▶ REQUIREMENTS
Write out, without any changes, everything in the rows below from the line containing "Task: tag the weather" down to the line containing "x=111, y=51". Include both of those lines.

[Location annotation dataset excerpts]
====

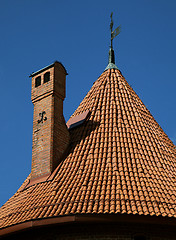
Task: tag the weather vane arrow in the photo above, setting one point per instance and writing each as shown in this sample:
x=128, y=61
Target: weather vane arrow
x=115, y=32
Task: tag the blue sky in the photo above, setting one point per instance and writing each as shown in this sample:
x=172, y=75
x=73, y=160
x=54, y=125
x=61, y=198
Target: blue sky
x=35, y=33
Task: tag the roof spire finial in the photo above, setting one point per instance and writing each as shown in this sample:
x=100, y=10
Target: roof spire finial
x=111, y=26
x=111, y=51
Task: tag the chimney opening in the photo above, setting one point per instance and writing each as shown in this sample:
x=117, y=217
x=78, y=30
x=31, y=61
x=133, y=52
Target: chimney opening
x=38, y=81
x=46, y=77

====

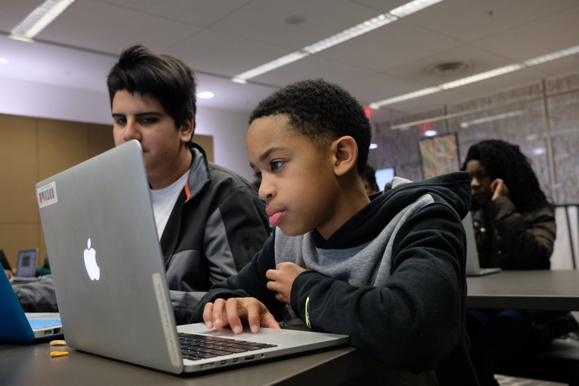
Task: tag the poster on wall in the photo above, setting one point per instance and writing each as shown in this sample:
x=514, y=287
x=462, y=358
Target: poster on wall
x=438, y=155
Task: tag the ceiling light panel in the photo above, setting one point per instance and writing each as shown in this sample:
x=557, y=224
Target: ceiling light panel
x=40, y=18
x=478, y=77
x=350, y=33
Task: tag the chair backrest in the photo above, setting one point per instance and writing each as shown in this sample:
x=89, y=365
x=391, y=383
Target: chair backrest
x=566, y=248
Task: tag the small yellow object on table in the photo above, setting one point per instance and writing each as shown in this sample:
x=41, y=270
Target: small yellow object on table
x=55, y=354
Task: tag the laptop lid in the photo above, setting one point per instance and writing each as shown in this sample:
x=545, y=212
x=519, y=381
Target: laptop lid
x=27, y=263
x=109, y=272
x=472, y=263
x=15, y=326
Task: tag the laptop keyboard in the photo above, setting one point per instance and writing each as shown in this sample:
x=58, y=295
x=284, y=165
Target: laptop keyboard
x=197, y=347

====

▶ OUTPUT BELOW
Task: tag the weather vane arrow in the photo above, setting one point per instance and writing each as shown in this sample:
x=128, y=61
Target: weather vane arrow
x=115, y=32
Task: tag the blue sky in the photo above, setting one point per instance and writing each as shown in this sample:
x=172, y=75
x=73, y=160
x=54, y=125
x=61, y=198
Target: blue sky
x=35, y=33
Task: tag the roof spire finial in the photo above, setting one point per instance and writing each as shown in this sample:
x=100, y=10
Target: roof spire finial
x=111, y=26
x=111, y=51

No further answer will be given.